Assigned task: Write the next part of the essay on Christian hope amid gloomy forecasts for 2015, starting right after its final question.

++++ Document excerpt

Most predictions, just like most analyses, fall into one of two broad categories – pessimism or optimism. Some seem calculated to stoke anger, others to love; some to elicit hope, others to fear or despair. For Christians, it is patently clear that our faith calls us to engage each other and the world around us with love rather than hate. Whether we do so, of course, is something else entirely. And there is such a thing as righteous anger, as well as misdirected love. But on the whole, we know that we are called to love our enemies as well as our friends, and that even justified anger is no license to sin.
Things get more complicated with regard to our hopes and fears as Christians. The Bible is unflinching in its accounts of the havoc that evil can and does create within us and around us. It is truly fearsome. Yet the only fear that the Bible endorses is fear of God. Jesus directs his disciples not to fear any human opposition, but to fear God and God alone. (Matthew 10:28) Even when things get so bad that fear dominates the wider world, Jesus counsels his followers to “raise your heads” in salvation hope.(Luke 21:25-28)
Many of our prognosticators forecast fearsome developments on the world stage in 2015. Some predict economic doom, others moral collapse, still others religiously-driven havoc. The specter of war looms large in several places worldwide. There are plenty who prophesy doom as well on the Christian church – persecutions in the name of the state or some other religion, demise of entire denominations, failures of leaders, divisions over disagreements, collapse of congregations, and so on.
Frankly, I find all this doom-mongering tiresome – of course such things will happen. Why should 2015 be any different from every other year? I find far more interesting the promises of the Gospel that elicit in us the hope that leads us to raise our heads. What is it about Christian hope that is so resilient that nothing has been able to obliterate it, curtail it, tame it, or contain it? Why does the promised reign of God still captivate us despite all the depredations of the world we inhabit? Why would we continue to believe the Gospel when the nightly news unremittingly reminds us of rampant evil everywhere?

++++++++
++++ Data records

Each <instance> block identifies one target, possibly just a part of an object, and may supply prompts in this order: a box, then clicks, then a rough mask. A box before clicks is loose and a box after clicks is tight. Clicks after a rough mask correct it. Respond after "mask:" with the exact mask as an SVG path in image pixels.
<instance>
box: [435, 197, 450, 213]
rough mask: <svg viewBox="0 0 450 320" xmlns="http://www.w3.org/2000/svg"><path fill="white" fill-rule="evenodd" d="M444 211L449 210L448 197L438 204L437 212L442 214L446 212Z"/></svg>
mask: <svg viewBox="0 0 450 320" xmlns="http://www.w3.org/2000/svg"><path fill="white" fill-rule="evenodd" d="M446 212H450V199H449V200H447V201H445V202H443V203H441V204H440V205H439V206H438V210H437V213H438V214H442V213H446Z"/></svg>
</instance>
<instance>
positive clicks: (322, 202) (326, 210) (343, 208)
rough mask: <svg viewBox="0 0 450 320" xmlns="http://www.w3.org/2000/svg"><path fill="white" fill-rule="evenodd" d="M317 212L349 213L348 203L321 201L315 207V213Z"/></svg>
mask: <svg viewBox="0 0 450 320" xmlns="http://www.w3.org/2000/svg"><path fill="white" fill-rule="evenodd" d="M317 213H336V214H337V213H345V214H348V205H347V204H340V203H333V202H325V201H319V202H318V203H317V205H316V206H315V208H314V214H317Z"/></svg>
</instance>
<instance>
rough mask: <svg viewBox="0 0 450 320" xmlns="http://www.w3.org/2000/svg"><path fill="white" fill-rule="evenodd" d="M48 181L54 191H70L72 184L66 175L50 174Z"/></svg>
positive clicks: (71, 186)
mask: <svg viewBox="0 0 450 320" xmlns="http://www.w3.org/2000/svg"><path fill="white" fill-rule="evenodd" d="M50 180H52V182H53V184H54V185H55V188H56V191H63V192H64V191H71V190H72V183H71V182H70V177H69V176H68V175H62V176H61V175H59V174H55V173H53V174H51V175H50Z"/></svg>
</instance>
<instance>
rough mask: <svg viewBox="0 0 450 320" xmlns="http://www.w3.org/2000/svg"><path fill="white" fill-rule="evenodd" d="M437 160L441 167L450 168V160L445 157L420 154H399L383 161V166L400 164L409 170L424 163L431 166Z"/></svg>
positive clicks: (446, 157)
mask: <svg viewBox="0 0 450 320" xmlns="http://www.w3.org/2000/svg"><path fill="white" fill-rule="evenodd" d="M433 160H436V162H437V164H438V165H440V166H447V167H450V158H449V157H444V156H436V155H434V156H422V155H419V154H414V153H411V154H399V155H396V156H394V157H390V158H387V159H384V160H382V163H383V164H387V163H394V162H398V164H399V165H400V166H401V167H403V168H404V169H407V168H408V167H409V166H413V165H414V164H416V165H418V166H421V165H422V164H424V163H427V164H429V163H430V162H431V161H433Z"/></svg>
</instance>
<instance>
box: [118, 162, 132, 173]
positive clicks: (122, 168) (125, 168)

++++++++

Answer to this task:
Here is my challenge for us for 2015: Let us cultivate our capacity for giving an account of the hope within us. (1 Peter 3:15) Let us make a disciplined practice of nurturing hope by refusing to be driven by fear. Let us focus our eyes and open our ears and hearts to indicators of God at work within us, in our churches, in our society, and across the world. It’s easy to see all the mess, but it takes a practiced spiritual eye and a disciplined heart to focus instead on where God is at work.
God will be alive and well, at work in us and through us and around us. This is my firm forecast for 2015. Even when we are least aware of it – perhaps especially then! Dare to imagine with me our presbytery being a community that lives out that conviction consistently and joyously, confident that the One who has begun a good work in us can be counted on to complete it. (Philippians 1:5) Dare we be a community that displays in our inner workings as well as in our outward testimony a hermeneutic of hope and trust more than of fear and suspicion? Will we be courageous enough to risk trusting each other because of our trust in the One who has joined us together?
Choose hope. Choose trust. Choose life. Let us choose well in 2015!